- TEXT SEGMENT
However, it doesn't work once the minority position was relegated to
history. At the end of everything, halakhah keBeis Hillel, because they
had the majority. By the time the mishnah was compiled, following Beis
Shammai wouldn't have been judaism any more.

I am sorry you are troubled, but that doesn't make your position any
more correct. The trouble you are feeling I'm afraid is a symptom of
getting a very blatant statement that your picture doesn't fit how
halakhah is done.

The other acharonim's opinions on giyur can actually be gone, closed
options, and yes, declared invalid except possibly as a snif lehaqeil
beshe'as hadechaq -- assuming other snifim can be found. You don't have a
"full right to follow" whomever you want. Doubly so on an issue that has
impact ledorei doros far beyond the sho'eil and the meishiv's community
of followers.

The opinion may be "valid" in the sense of a qiyum of Talmud Torah, but
someone relying on them needs to prove that consensus hasn't taken them
off the poseiq's table. *That* needs to be RMAngel's central theme, not
that these neglected pesaqim existed, some of them made by great men
who did not have the fortune of having a major impact on the flow of
halachic development. (And RMM could have noticed that in his need to
tell us who they are.) Compared to a commonly-followed understanding of
the Rambam?

Point-per-instance localization records
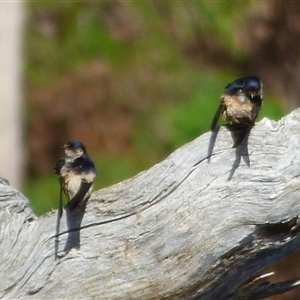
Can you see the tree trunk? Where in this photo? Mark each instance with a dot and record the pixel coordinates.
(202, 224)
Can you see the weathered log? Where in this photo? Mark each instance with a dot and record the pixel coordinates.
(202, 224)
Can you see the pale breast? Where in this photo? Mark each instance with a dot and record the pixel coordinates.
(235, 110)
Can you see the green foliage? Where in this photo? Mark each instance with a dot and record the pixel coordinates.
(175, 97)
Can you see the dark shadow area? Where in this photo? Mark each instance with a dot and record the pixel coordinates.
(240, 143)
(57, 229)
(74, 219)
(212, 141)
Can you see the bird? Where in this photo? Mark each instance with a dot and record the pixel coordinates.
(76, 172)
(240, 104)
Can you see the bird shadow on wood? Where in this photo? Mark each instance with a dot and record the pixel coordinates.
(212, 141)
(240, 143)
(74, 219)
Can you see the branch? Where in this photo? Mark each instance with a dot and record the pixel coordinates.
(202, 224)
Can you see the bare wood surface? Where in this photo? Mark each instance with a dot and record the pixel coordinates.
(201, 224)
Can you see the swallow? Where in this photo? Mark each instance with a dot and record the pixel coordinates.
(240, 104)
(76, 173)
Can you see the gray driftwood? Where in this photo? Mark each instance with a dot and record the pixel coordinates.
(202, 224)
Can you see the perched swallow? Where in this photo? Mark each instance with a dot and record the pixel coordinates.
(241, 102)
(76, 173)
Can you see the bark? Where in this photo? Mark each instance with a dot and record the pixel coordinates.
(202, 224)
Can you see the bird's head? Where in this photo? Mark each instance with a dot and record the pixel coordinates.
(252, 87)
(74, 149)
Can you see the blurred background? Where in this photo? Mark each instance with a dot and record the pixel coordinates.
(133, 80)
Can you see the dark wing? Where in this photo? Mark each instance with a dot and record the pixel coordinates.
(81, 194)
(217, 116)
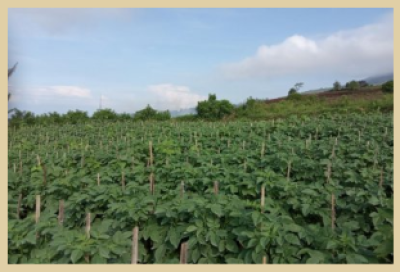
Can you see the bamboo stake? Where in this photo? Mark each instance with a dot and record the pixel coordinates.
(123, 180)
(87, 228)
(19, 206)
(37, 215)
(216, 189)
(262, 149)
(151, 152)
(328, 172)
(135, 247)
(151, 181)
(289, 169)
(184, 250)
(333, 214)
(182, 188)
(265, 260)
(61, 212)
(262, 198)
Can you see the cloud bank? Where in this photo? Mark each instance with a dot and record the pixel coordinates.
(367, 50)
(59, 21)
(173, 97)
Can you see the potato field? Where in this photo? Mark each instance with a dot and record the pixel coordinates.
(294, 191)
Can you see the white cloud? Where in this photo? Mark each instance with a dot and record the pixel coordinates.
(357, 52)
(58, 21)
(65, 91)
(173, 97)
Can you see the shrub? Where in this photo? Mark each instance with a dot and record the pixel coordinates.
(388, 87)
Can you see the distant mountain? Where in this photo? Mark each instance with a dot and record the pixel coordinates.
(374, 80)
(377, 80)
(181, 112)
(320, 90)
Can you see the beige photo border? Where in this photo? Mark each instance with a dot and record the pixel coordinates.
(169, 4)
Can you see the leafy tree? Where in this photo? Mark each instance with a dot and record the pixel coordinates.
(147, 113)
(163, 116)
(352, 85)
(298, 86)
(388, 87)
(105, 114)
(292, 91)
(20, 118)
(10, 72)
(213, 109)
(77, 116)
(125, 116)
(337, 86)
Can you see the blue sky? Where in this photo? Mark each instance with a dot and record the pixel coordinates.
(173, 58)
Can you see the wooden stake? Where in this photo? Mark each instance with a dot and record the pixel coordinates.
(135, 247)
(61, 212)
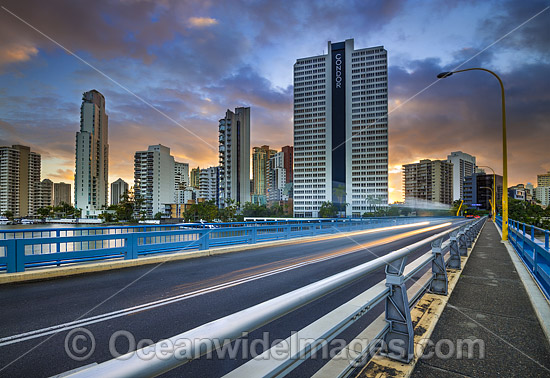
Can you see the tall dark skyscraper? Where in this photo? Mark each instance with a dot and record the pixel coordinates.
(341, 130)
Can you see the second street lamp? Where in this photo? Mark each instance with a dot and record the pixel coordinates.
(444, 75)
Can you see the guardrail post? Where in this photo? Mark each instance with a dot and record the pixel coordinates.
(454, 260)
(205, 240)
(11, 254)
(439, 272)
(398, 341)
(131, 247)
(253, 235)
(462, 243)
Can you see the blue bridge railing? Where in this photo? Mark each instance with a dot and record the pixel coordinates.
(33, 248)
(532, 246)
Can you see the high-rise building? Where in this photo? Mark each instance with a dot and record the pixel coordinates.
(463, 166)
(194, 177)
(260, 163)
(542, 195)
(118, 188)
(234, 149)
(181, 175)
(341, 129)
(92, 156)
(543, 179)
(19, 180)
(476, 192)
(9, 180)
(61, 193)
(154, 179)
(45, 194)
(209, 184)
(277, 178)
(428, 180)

* * *

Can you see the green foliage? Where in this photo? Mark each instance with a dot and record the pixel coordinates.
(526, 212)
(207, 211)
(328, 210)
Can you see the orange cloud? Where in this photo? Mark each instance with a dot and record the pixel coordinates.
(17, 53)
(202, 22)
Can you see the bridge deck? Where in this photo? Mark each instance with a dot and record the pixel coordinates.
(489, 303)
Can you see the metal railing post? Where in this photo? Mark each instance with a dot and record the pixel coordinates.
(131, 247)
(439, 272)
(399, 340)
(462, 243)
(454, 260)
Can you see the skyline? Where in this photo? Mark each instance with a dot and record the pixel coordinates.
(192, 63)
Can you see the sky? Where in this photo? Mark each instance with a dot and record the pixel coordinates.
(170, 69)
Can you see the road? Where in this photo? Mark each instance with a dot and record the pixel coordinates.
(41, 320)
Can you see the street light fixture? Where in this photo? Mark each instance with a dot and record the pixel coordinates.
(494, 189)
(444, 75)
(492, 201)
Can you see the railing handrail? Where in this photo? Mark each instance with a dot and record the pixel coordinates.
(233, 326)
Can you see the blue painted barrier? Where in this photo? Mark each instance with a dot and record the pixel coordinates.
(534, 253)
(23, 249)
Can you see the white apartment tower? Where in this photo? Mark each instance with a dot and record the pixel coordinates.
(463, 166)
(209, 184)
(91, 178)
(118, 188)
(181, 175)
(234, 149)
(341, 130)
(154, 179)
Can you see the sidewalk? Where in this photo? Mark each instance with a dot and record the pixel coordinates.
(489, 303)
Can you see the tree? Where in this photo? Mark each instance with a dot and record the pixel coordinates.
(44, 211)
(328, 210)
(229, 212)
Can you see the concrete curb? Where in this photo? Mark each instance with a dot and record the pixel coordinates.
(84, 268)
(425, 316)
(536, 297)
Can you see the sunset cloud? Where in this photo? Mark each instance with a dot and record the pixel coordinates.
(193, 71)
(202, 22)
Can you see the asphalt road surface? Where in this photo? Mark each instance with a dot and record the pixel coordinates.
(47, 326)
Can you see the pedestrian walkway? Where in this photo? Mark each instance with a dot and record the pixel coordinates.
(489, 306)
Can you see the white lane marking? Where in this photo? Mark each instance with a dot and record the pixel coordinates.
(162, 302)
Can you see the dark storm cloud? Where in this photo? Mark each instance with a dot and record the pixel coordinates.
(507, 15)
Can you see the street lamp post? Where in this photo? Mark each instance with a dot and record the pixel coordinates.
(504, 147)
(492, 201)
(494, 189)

- WORK TASK 1
In the passage on halakhic consensus, reproduce word for word everything from "I am sorry you" down to "of followers.".
- WORK TASK 2
Answer these questions using the passage on halakhic consensus:
(a) According to the passage, why is halakhah decided like Beis Hillel?
(b) What is the trouble the reader feels said to be a symptom of?
(c) What does the passage say someone relying on the neglected opinions needs to prove?

- WRITTEN REPLY 1
I am sorry you are troubled, but that doesn't make your position any
more correct. The trouble you are feeling I'm afraid is a symptom of
getting a very blatant statement that your picture doesn't fit how
halakhah is done.

The other acharonim's opinions on giyur can actually be gone, closed
options, and yes, declared invalid except possibly as a snif lehaqeil
beshe'as hadechaq -- assuming other snifim can be found. You don't have a
"full right to follow" whomever you want. Doubly so on an issue that has
impact ledorei doros far beyond the sho'eil and the meishiv's community
of followers.

- WRITTEN REPLY 2
(a) Because Beis Hillel had the majority.
(b) It is a symptom of getting a very blatant statement that the reader's picture doesn't fit how halakhah is done.
(c) They need to prove that consensus hasn't taken those opinions off the poseiq's table.